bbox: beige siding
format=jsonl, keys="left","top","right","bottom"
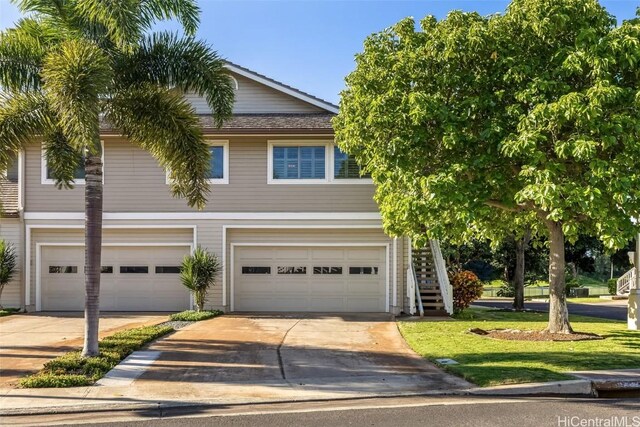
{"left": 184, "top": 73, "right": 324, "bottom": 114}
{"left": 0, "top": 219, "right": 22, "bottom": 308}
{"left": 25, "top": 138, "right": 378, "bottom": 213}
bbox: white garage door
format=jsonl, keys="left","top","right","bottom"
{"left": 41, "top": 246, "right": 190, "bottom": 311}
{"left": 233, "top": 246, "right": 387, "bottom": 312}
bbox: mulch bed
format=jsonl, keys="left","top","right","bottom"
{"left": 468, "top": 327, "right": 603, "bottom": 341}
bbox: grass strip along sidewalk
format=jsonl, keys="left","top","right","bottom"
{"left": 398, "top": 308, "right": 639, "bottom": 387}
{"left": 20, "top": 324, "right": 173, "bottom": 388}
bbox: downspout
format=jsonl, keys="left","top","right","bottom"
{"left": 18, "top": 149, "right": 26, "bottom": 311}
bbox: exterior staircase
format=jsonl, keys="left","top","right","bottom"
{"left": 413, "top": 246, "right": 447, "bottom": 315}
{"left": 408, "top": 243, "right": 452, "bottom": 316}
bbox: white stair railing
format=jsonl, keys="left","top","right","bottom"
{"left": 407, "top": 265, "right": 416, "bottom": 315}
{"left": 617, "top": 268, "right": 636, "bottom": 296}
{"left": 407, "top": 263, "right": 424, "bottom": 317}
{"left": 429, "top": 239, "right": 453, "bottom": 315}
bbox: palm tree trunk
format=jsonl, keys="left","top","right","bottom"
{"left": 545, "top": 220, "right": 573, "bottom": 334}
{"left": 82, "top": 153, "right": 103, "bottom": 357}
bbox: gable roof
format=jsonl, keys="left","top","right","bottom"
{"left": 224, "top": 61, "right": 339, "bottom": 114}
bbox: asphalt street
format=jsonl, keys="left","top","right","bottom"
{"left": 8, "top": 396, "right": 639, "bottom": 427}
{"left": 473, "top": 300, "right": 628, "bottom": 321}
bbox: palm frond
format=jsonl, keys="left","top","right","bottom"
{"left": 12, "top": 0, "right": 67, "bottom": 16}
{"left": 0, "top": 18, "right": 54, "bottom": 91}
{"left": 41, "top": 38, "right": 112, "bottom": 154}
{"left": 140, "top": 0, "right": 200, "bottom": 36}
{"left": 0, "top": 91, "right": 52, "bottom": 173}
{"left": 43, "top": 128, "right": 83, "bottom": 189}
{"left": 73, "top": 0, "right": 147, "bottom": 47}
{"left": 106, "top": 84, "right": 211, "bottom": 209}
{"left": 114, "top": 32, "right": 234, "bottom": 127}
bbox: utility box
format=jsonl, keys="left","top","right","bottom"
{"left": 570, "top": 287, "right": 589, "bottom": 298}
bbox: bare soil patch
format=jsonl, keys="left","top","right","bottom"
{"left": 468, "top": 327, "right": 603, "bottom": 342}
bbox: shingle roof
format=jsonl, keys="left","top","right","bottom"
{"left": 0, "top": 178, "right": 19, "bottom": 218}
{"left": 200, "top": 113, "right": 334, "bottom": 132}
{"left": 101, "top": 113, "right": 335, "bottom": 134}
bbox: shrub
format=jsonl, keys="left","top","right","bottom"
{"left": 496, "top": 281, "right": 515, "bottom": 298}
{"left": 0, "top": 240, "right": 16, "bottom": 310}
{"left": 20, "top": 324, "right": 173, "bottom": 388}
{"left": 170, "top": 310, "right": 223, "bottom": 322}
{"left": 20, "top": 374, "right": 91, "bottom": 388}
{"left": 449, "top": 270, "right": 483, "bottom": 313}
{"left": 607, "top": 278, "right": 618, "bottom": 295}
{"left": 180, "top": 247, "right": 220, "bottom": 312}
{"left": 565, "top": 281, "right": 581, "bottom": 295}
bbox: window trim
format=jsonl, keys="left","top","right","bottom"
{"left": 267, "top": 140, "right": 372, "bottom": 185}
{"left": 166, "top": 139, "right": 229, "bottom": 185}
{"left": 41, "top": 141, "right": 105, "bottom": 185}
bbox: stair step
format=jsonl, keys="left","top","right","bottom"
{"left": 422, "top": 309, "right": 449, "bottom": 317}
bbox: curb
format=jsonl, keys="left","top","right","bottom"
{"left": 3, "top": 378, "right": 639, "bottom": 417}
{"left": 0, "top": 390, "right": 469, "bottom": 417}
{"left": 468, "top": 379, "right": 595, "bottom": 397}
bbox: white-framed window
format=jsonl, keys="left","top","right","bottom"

◆ ◆ ◆ ◆ ◆

Aim of the task
Take the lines from the first line of the entries through the line with "bbox: mulch bed", inclusive, and give them again exactly, minus any pictures.

Exercise result
bbox: beige siding
format=jsonl, keys="left","top","right","bottom"
{"left": 184, "top": 73, "right": 324, "bottom": 114}
{"left": 0, "top": 219, "right": 22, "bottom": 308}
{"left": 25, "top": 138, "right": 378, "bottom": 213}
bbox: white garage door
format=jsonl, keys="left","top","right","bottom"
{"left": 41, "top": 246, "right": 190, "bottom": 311}
{"left": 233, "top": 246, "right": 387, "bottom": 312}
bbox: mulch bed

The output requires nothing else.